### YOUR OBJECTIVE
Which lines in the records below include the word "foot"? Report each of them in full.

### MATERIAL TO PROCESS
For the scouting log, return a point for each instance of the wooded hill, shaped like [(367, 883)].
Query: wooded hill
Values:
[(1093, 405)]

* * *

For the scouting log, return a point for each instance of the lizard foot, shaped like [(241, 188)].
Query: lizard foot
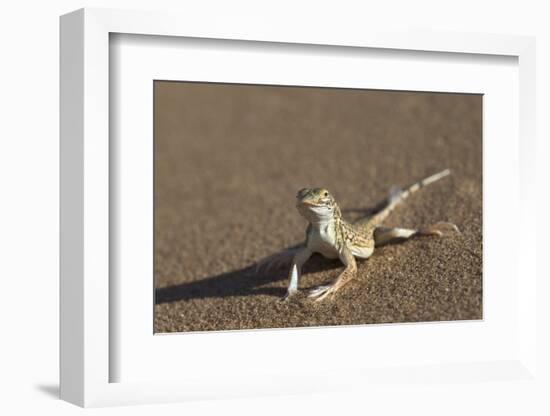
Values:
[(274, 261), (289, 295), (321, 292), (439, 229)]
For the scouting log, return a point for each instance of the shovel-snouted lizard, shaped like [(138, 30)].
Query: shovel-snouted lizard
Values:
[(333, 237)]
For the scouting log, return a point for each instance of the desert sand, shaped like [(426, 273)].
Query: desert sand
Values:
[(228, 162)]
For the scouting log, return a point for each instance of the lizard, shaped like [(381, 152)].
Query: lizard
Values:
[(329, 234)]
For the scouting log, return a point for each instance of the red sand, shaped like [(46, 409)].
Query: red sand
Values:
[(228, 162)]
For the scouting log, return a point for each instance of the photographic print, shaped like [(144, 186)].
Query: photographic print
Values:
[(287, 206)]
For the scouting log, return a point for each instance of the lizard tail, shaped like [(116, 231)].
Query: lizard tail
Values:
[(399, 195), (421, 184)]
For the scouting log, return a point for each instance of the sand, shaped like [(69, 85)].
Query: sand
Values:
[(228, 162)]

### RESPONSE
For the scouting log, return a point for each instance of the lizard foot, shaped like [(241, 188)].
Query: lizard foot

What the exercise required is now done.